▶ Object pointing dataset records:
- - - - -
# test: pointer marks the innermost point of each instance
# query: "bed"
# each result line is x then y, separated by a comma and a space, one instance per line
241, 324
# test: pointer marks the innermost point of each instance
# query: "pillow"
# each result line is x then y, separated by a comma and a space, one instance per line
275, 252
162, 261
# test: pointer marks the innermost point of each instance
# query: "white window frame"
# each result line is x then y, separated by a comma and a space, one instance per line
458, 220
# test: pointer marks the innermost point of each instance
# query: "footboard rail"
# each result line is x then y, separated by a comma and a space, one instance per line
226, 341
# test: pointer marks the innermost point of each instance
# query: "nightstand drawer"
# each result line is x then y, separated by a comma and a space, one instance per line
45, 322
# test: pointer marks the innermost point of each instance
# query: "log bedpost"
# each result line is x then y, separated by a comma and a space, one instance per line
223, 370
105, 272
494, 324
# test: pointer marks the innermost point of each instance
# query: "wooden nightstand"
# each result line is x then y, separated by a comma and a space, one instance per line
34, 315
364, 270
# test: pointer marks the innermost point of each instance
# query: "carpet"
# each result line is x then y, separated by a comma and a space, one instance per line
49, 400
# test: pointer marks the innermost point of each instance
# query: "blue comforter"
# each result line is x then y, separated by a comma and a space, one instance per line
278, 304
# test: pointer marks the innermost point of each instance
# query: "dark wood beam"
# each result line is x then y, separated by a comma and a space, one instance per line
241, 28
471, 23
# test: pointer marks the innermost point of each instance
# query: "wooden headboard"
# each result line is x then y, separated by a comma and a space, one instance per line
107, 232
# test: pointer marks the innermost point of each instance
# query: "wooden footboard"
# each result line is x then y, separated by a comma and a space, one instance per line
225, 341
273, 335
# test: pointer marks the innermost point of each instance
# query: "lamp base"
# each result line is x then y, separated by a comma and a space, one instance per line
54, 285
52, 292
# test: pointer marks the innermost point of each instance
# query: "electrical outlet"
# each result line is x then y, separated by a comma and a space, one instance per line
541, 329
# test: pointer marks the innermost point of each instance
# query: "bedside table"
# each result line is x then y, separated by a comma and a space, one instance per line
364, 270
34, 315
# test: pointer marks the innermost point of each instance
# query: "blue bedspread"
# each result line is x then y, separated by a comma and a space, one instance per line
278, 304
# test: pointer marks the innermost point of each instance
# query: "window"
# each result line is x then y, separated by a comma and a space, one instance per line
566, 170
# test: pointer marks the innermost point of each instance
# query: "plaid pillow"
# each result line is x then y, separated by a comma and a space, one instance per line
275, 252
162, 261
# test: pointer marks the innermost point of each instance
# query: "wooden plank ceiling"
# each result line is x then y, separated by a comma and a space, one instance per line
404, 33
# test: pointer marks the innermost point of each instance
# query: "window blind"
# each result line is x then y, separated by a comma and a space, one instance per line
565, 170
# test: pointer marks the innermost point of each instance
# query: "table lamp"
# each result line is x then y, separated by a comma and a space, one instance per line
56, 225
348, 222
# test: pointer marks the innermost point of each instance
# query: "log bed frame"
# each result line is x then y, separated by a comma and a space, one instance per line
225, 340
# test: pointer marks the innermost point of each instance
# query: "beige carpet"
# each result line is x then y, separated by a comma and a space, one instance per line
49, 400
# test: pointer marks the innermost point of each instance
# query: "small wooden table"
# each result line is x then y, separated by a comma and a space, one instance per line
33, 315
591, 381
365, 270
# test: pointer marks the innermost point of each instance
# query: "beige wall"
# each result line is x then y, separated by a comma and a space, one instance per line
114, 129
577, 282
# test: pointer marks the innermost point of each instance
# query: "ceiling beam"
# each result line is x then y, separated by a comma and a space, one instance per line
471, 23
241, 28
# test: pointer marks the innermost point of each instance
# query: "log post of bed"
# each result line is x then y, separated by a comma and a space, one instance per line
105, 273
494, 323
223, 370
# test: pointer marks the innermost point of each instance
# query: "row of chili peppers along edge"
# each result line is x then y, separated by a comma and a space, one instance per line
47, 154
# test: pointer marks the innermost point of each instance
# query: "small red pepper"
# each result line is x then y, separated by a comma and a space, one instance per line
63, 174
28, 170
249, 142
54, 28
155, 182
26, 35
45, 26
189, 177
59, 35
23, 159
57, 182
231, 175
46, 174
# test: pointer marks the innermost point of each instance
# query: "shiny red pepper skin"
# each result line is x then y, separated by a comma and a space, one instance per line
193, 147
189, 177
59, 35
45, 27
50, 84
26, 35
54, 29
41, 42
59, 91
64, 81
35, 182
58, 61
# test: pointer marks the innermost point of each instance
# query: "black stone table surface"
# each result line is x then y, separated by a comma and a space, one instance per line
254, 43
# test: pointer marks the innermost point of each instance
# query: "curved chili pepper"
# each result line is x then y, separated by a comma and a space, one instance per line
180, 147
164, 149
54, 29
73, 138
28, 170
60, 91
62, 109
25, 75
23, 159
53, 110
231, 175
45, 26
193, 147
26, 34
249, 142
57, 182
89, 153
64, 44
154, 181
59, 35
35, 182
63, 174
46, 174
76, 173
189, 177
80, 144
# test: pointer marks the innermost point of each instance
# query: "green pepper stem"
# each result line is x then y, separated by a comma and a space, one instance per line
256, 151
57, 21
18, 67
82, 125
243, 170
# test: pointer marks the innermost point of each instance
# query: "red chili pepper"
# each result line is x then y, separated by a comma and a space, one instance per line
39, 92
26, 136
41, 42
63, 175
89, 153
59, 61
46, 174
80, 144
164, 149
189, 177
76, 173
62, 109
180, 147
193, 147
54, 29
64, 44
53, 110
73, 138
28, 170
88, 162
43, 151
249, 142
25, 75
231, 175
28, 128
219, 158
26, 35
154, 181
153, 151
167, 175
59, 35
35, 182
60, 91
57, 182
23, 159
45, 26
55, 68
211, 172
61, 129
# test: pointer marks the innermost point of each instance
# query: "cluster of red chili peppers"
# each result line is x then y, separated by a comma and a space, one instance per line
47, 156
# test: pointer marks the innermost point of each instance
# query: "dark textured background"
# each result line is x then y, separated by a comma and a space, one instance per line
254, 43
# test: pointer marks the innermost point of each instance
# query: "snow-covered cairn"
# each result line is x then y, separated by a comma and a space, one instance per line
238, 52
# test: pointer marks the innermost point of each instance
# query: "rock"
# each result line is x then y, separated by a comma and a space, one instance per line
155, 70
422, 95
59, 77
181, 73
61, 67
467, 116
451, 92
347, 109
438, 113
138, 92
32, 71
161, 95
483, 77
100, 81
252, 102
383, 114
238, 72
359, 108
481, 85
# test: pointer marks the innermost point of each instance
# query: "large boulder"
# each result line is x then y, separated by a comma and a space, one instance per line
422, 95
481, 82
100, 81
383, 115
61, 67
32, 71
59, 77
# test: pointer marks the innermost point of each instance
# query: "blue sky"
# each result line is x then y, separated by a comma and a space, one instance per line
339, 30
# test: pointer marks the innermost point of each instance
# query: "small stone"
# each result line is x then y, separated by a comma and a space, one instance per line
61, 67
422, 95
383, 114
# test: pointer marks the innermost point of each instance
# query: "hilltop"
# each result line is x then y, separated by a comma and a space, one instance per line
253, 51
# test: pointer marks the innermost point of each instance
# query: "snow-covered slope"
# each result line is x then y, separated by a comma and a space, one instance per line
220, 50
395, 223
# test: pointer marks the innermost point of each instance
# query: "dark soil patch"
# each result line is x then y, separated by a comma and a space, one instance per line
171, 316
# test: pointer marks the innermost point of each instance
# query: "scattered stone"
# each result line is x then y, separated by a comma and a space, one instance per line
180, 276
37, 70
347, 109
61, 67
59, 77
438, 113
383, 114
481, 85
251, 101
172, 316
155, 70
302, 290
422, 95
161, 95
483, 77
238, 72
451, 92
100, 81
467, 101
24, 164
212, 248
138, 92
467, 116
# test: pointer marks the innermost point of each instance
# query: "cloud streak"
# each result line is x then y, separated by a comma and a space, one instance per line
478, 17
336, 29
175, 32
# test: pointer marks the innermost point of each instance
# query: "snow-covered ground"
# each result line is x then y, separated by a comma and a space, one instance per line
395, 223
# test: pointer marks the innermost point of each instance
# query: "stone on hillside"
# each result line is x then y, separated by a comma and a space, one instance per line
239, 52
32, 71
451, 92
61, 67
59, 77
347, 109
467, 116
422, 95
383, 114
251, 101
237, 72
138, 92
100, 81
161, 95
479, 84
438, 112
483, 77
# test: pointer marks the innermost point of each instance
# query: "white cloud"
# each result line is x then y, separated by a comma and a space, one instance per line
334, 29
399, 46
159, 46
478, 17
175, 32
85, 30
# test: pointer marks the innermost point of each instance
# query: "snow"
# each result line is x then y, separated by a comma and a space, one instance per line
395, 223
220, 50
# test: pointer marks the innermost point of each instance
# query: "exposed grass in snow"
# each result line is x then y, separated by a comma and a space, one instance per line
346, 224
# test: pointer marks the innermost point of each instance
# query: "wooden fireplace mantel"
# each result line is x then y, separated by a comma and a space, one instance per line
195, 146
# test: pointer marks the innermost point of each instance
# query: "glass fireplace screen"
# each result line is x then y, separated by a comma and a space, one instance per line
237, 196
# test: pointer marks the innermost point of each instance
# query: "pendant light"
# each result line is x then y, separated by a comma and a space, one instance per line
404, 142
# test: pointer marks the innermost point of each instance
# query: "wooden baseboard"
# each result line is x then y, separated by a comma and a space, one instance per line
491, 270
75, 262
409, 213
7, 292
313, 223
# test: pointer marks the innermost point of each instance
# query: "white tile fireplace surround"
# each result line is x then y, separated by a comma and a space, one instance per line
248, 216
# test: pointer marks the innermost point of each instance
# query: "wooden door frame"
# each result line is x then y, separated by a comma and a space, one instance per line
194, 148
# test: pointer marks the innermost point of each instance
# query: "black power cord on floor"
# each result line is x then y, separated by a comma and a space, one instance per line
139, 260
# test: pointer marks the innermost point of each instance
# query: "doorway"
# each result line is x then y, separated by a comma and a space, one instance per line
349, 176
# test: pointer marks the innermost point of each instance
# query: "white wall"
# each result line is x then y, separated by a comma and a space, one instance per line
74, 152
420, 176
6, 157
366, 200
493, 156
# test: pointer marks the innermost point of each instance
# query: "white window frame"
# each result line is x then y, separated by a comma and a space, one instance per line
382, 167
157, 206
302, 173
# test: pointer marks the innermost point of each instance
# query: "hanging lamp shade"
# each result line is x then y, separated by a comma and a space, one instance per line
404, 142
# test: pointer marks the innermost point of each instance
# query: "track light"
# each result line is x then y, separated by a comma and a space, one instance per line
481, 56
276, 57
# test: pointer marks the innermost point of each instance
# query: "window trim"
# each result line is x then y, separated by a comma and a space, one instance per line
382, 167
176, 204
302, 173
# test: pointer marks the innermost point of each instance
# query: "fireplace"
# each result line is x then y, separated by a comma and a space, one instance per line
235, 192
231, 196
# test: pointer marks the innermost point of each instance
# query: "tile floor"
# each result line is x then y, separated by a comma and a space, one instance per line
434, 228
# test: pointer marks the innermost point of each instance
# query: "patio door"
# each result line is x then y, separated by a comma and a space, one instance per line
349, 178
- - - - -
▶ TASK PROMPT: Pull out every line of the records above that contains the word "white" and copy each one in full.

▶ TASK RESULT:
# query: "white window frame"
# query: "white cloud"
# query: "white tile fireplace surround"
# query: "white wall"
# query: "white window frame"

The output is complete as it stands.